> **The problem**
Restate each entry word for word. Keep every detail intact.
BEGIN Entries shown
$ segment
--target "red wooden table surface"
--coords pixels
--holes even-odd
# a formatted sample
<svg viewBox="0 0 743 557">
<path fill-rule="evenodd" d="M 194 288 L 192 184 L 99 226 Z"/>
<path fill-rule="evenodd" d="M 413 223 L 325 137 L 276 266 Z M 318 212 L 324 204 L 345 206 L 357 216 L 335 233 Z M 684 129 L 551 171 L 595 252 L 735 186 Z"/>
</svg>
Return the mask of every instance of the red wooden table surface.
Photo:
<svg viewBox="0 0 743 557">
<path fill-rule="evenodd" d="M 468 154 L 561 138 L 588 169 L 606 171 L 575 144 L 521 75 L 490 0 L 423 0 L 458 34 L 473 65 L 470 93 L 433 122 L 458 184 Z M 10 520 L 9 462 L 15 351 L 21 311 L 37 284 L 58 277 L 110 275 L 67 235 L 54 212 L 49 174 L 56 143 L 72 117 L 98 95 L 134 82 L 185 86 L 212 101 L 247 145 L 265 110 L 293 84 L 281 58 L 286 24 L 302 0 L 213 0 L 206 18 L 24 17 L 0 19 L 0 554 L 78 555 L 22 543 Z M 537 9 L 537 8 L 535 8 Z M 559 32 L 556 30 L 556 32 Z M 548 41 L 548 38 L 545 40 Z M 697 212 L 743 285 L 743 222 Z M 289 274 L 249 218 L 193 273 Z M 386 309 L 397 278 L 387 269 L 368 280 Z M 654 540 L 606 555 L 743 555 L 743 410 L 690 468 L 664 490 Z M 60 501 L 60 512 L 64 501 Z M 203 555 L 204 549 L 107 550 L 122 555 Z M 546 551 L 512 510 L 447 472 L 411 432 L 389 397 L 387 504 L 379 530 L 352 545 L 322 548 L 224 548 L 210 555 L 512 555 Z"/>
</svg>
END Entries shown
> **Answer to the problem**
$ segment
--target "red wooden table surface"
--coords pixels
--holes even-odd
# a formatted sample
<svg viewBox="0 0 743 557">
<path fill-rule="evenodd" d="M 194 288 L 192 184 L 99 226 Z"/>
<path fill-rule="evenodd" d="M 413 223 L 325 137 L 276 266 Z M 318 212 L 324 204 L 345 206 L 357 216 L 335 233 Z M 684 129 L 551 171 L 595 252 L 735 186 Z"/>
</svg>
Return the mask of every instance of the red wooden table surface.
Photo:
<svg viewBox="0 0 743 557">
<path fill-rule="evenodd" d="M 468 154 L 561 138 L 588 169 L 606 171 L 575 144 L 521 75 L 490 0 L 423 0 L 458 34 L 473 65 L 470 93 L 433 122 L 458 184 Z M 10 520 L 9 462 L 15 351 L 21 311 L 37 284 L 58 277 L 110 275 L 67 235 L 54 212 L 49 174 L 56 143 L 72 117 L 98 95 L 134 82 L 185 86 L 212 101 L 247 145 L 265 110 L 293 84 L 281 58 L 286 24 L 302 0 L 213 0 L 206 18 L 24 17 L 0 19 L 0 554 L 78 555 L 22 543 Z M 537 9 L 537 8 L 535 8 Z M 559 32 L 556 30 L 556 32 Z M 548 41 L 548 38 L 545 40 Z M 697 212 L 743 285 L 743 222 Z M 289 274 L 249 218 L 193 273 Z M 386 309 L 397 278 L 387 269 L 368 280 Z M 654 540 L 606 555 L 743 555 L 743 410 L 690 468 L 664 490 Z M 60 501 L 60 512 L 64 501 Z M 203 555 L 204 549 L 107 550 L 122 555 Z M 546 551 L 512 510 L 447 472 L 411 432 L 389 397 L 387 504 L 379 530 L 352 545 L 322 548 L 224 548 L 210 555 L 512 555 Z"/>
</svg>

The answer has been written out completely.